Could you reproduce the material below word for word, leaving out the pictures?

# SUPPLIED DATA start

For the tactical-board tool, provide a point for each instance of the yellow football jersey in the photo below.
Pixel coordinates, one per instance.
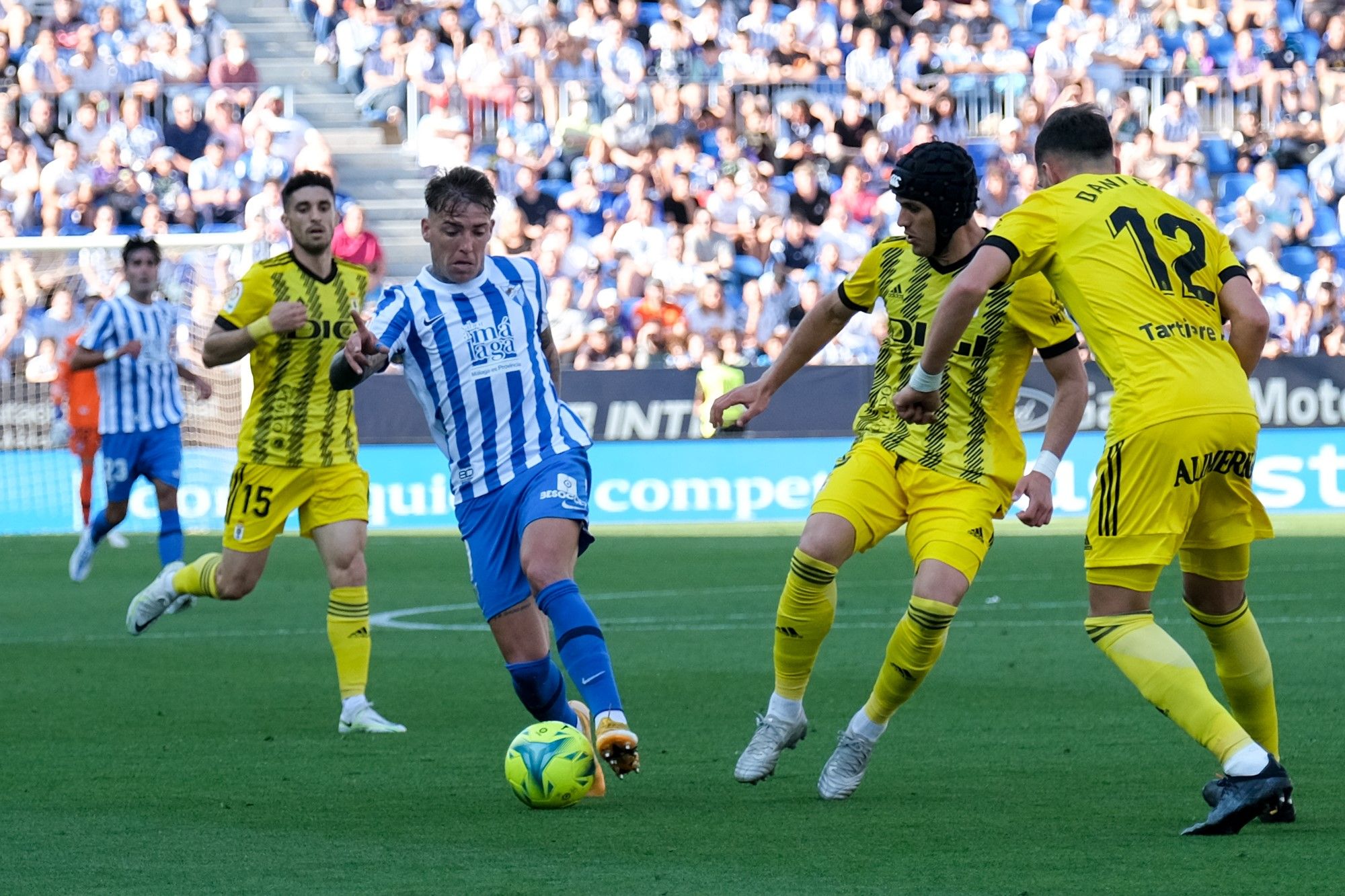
(976, 435)
(297, 419)
(1140, 272)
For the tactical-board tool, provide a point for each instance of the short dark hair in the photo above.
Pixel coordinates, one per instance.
(306, 179)
(453, 189)
(141, 244)
(1077, 132)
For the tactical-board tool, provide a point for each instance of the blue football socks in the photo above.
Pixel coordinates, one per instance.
(580, 643)
(170, 537)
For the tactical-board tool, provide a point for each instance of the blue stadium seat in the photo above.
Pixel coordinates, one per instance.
(1327, 231)
(1312, 46)
(553, 188)
(1291, 17)
(1042, 14)
(1234, 186)
(1219, 157)
(981, 153)
(1300, 261)
(1222, 48)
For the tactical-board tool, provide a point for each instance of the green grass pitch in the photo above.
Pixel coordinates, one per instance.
(204, 756)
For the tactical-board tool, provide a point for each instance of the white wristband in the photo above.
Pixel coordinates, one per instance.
(925, 381)
(1047, 464)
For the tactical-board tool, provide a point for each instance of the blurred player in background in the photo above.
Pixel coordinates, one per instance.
(131, 339)
(1151, 283)
(77, 397)
(481, 361)
(298, 444)
(946, 482)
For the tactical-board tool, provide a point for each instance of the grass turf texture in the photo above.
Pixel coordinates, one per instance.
(204, 756)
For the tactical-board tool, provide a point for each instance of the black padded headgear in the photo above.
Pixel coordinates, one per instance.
(942, 177)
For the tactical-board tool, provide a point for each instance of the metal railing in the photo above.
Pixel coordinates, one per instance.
(983, 99)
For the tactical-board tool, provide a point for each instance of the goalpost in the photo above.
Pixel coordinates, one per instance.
(41, 491)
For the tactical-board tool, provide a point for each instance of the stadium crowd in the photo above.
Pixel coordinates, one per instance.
(687, 174)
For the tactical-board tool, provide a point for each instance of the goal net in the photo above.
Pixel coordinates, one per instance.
(50, 284)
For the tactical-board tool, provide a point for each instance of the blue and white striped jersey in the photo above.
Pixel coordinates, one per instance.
(474, 360)
(137, 395)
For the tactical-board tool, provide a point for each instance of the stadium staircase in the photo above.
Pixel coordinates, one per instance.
(377, 174)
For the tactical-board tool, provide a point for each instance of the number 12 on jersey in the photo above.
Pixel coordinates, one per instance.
(1128, 218)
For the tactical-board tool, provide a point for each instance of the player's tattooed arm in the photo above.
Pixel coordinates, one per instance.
(553, 357)
(228, 342)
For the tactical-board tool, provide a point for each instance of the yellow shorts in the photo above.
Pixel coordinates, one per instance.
(946, 518)
(263, 497)
(1180, 486)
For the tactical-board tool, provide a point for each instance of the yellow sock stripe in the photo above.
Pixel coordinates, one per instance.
(348, 612)
(812, 571)
(1219, 620)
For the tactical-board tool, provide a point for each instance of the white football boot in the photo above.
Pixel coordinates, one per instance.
(81, 561)
(155, 600)
(845, 770)
(771, 739)
(364, 719)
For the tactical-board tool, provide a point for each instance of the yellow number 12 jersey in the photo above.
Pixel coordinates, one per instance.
(976, 434)
(1140, 272)
(295, 417)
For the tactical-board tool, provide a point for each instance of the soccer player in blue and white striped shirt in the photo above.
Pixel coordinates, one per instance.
(131, 339)
(481, 361)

# SUPPLIED DATA end

→ **PROBLEM SOLUTION**
For the tactical-board tool, provide a point for each instance of the yellow football jersey in the photo below.
Pixel coordinates, one per instance.
(976, 435)
(297, 419)
(1140, 272)
For the tactical-board tool, provide a point for each instance of the short dark hair in the photo above.
Pixel coordinates, one per instance.
(306, 179)
(453, 189)
(141, 244)
(1077, 132)
For the tactical-board tool, provide a point for each instance of the blue football socks in the photo above.
Pixel coordinates, one per instance.
(580, 643)
(170, 537)
For the tactical-board tool, provide a point for each instance of the blue stadium seat in the photo above.
Pixel coordinates, one per instance.
(1327, 231)
(1312, 46)
(553, 188)
(1291, 17)
(1042, 14)
(1234, 186)
(1219, 157)
(981, 153)
(1300, 261)
(1222, 48)
For the tactical-board tool, provide a point for each instance of the green grass pitch in the photo above.
Pixel coordinates, one per instance.
(204, 756)
For the tactical-board tool, provide a point for each instance of the white wristband in the photo above.
Pixel coordinates, one per instance.
(925, 381)
(1047, 464)
For the tactical-board tool, provide a point for each instance of the blurred player in background in the photo above.
Pixel coordinates, one per instance.
(131, 339)
(1151, 283)
(77, 397)
(481, 361)
(298, 444)
(946, 482)
For the tactical-board tool, provide a point for each instance of the grass turf texture in the photo above.
Pixel coordinates, one per instance.
(204, 756)
For the tactical-board tool, provide a point for each instance of the black padded headgear in the photo above.
Pixel coordinates, one per instance.
(942, 177)
For the tactical-board tool, provide a point for each instance of the metal railing in the photo above.
Pixel coordinates, one per instance.
(983, 99)
For the tactical-board tool, provide a point for each instance of the goalpost in the photo above.
Pixel coordinates, one per instance.
(41, 491)
For the tactical-board tool, provide a point for each instance of the stadium crowd in the photo above.
Pixel coordinates, one per instance.
(687, 174)
For the tactical-board tool, provide a point for each instance of the goal net in the photo above.
Pixel coordinates, one per instance.
(50, 284)
For the tactical-board tool, provide a point for each instance of the blue and white striped jersey in the photo above.
Pixel coordinates, one per instance.
(474, 360)
(137, 395)
For the tactical-board tool, provide a point for each instance of the stadium staircase in the photo above.
Pixel coordinates, one per instance.
(377, 174)
For the tactical-board tool, provide a point for each instance of the number 12 on jersey in the photo above.
Pixel coordinates, one per instance.
(1128, 218)
For the tactical-board tool, provide a point for each instance of the player's tattooed arm in the photo above.
Pixel coordinates, one per instance.
(553, 357)
(228, 342)
For the tactical-board tool, provide a point for each instance of the yellow shorts in the photo above.
Pixel coordinates, one per instance.
(946, 518)
(263, 497)
(1180, 486)
For the tactical-board tool, provide a point for each instance of the yellow sock stripe in the photo above.
Pixel coordinates, one per instance.
(348, 612)
(812, 571)
(1219, 620)
For the tactical-board tool, provide a point for each instance of the white football boot in the photo above.
Pixel coordinates, one per instance.
(81, 561)
(155, 600)
(845, 770)
(771, 739)
(364, 719)
For the tactical-board tool, provide a point for each instance of the yellow number 12 jersey in the photo above.
Pixel coordinates, one per instance.
(976, 434)
(1140, 272)
(295, 417)
For the tactical-board tool, provide a point for each instance of the soccer player in blue and white striped shirt in the photo above.
Pixel coordinates, one per instance.
(131, 339)
(481, 361)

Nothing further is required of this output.